(Object location annotation data)

= = = = = = =

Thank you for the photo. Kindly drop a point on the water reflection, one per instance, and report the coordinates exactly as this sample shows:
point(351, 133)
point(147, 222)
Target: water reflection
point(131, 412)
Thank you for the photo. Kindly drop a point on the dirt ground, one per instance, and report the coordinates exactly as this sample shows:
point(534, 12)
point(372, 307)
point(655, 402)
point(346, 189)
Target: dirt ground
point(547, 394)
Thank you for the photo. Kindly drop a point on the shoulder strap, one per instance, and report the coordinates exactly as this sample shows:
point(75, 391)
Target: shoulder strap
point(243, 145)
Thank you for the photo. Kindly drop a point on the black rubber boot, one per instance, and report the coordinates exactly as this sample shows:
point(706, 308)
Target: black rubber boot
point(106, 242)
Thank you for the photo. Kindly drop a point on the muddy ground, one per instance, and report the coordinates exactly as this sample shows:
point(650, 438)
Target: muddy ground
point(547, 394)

= = = = = = =

Goal:
Rename "Target" to "Object" everywhere in the records above, leaving every other character unchanged.

Task answer:
Thank you for the photo. Kindly drop a point on the water reflection, one per instance, and report the coordinates exactly as this sample shows:
point(351, 133)
point(147, 222)
Object: water reflection
point(131, 412)
Thank you for the photo. Kindly drop a point on the dirt ground, one per instance, and report the coordinates exactly as this sample shows:
point(534, 12)
point(372, 307)
point(655, 402)
point(346, 189)
Object: dirt ground
point(547, 394)
Thank you for the photo. Kindly drop a point on the shoulder strap, one per instance, and report the coordinates exactly as this sample shows:
point(75, 391)
Object: shoulder strap
point(243, 145)
Thank you for the photo. Kindly drop a point on the black rubber boot, one per instance, and report the coordinates exactly as this sample shows:
point(706, 308)
Object: black rubber boot
point(106, 242)
Thank you for the photo. Kindly drop a point on the muddy ground, one per instance, and report the coordinates exactly as this sample shows:
point(650, 438)
Object: muddy ground
point(547, 394)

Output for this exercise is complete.